* Data records *
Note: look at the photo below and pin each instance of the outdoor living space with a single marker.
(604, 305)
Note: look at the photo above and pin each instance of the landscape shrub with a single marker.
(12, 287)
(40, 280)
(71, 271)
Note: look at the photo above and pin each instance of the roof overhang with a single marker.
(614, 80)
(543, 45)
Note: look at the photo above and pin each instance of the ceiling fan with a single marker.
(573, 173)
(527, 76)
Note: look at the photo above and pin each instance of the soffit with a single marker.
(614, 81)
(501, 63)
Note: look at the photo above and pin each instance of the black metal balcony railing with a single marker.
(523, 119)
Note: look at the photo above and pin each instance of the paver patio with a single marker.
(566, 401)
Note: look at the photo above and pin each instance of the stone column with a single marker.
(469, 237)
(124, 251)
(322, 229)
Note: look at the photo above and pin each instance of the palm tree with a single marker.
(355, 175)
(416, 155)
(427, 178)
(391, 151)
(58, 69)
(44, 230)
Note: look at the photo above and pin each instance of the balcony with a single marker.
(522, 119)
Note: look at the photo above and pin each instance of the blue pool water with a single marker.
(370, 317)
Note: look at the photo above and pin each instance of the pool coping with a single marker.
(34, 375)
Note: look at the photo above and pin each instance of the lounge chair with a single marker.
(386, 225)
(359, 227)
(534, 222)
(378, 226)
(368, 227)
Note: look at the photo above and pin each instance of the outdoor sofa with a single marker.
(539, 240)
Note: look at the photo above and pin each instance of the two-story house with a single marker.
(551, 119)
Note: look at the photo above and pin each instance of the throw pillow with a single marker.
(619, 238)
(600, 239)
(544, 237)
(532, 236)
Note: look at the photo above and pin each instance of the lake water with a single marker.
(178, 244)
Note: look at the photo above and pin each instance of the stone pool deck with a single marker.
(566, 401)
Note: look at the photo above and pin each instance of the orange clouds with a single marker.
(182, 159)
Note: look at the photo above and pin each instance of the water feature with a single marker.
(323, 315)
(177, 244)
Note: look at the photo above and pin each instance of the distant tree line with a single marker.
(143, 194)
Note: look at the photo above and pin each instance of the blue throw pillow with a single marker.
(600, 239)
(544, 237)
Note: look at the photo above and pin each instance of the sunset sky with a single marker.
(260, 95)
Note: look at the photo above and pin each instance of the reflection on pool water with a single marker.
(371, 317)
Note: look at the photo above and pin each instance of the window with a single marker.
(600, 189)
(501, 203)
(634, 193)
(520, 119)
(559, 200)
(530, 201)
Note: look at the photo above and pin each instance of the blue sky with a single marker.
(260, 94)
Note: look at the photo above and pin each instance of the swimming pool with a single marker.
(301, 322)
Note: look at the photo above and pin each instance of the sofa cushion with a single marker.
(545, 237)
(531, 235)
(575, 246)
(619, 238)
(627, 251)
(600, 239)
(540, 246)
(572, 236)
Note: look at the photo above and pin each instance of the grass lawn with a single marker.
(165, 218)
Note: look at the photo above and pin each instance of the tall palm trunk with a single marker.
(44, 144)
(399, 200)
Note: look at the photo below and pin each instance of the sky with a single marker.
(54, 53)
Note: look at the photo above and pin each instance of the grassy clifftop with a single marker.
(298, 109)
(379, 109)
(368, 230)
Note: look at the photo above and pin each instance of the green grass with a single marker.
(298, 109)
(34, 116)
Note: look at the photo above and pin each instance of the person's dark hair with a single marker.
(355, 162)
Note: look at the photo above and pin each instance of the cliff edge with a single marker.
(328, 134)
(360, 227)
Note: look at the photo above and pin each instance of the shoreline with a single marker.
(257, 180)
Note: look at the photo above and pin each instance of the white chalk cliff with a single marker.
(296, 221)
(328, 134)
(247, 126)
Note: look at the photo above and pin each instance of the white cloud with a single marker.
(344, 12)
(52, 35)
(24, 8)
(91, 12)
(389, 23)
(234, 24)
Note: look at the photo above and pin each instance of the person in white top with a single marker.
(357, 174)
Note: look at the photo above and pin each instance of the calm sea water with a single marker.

* Prompt *
The task calls for each record to be returned verbatim.

* Problem solution *
Note: look at the photo below and pin each instance of the outdoor living space with a single marker.
(604, 305)
Note: look at the photo above and pin each instance of the landscape shrub with a single marker.
(12, 287)
(40, 280)
(71, 271)
Note: look at the photo above and pin each instance of the roof overhang with a single marker.
(614, 80)
(543, 45)
Note: look at the photo above and pin each instance of the ceiling fan with a single marker.
(573, 173)
(527, 76)
Note: look at the photo above and pin each instance of the soffit with a single marker.
(614, 81)
(501, 63)
Note: look at the photo above and pin each instance of the black metal balcony railing with a single marker.
(523, 119)
Note: look at the photo above and pin each instance of the paver patio with a single marker.
(566, 401)
Note: look at the photo above and pin each instance of the stone column with a single marker.
(469, 237)
(124, 251)
(322, 229)
Note: look at the photo above and pin each instance of the palm tree with a single marker.
(355, 175)
(416, 155)
(427, 178)
(391, 151)
(58, 69)
(44, 230)
Note: look at the photo above and pin each instance of the balcony with a single marker.
(522, 119)
Note: look at the photo above and pin each instance of the blue pool water with a single marker.
(370, 317)
Note: look at the photo above and pin each instance of the pool coping with a single marker.
(34, 375)
Note: look at the photo above and pin each instance of the lounge chair with a single marker.
(386, 225)
(359, 227)
(534, 222)
(378, 226)
(368, 227)
Note: look at the photo above and pin each instance of the outdoor sofa with a single marker.
(539, 240)
Note: look at the photo above and pin each instance of the two-story house with a single marker.
(551, 119)
Note: look at the photo above and pin each instance of the throw pillow with a single marker.
(619, 238)
(600, 239)
(544, 237)
(532, 236)
Note: look at the photo above and pin each instance of the lake water with a single marker.
(178, 244)
Note: look at the photo above and pin each instance of the stone pool deck with a single marker.
(566, 401)
Note: look at the photo above and pin each instance of the orange clouds with a single marker.
(182, 159)
Note: look at the photo above and pin each instance of the water feature with a single marker.
(323, 315)
(177, 244)
Note: look at the photo above and pin each instance of the distant tree line with a single marker.
(143, 194)
Note: look at the photo above and pin each instance of the blue throw pillow with a single marker.
(600, 239)
(544, 237)
Note: look at the photo above and pin each instance of the sunset sky with a single marker.
(260, 95)
Note: look at the photo above and pin each instance of the reflection on pool water with a single marker.
(371, 317)
Note: look at the photo above and pin each instance of the window with a single marker.
(600, 189)
(501, 203)
(634, 193)
(520, 119)
(559, 200)
(530, 201)
Note: look at the photo above and pin each instance of the blue sky with a single marker.
(260, 94)
Note: look at the photo above and pin each instance of the swimming pool with a single marker.
(301, 322)
Note: look at the photo above and pin each instance of the sofa cushion with a single marker.
(545, 237)
(531, 235)
(575, 246)
(619, 238)
(627, 251)
(600, 239)
(540, 246)
(572, 236)
Note: look at the photo above and pin each instance of the grass lawn with a single marker.
(165, 218)
Note: look at the photo above and pin each instance of the tall palm trunk with a single marker.
(44, 144)
(399, 200)
Note: look at the photo below and pin each instance of the sky with a single marker.
(54, 53)
Note: look at the photo above and pin each instance of the grassy clifftop with a single marker.
(298, 109)
(379, 109)
(368, 230)
Note: look at the photo above and pin each instance of the green grass with a single marker.
(298, 109)
(34, 116)
Note: look at the photo above and pin each instance of the person's dark hair with a single marker.
(355, 162)
Note: look at the photo above and pin each instance of the cliff edge with a single marker.
(328, 134)
(360, 227)
Note: look at the photo above and pin each instance of the shoreline with a single marker.
(257, 180)
Note: look at the photo above and pin each instance of the white chalk cliff with a single marker.
(296, 221)
(328, 134)
(247, 126)
Note: look at the photo above and pin each instance of the white cloud with a single marker.
(344, 12)
(52, 35)
(24, 8)
(91, 12)
(389, 23)
(234, 24)
Note: look at the photo above and pin each instance of the person in white top with a single marker.
(357, 174)
Note: look at the photo above and pin each instance of the calm sea water with a single marker.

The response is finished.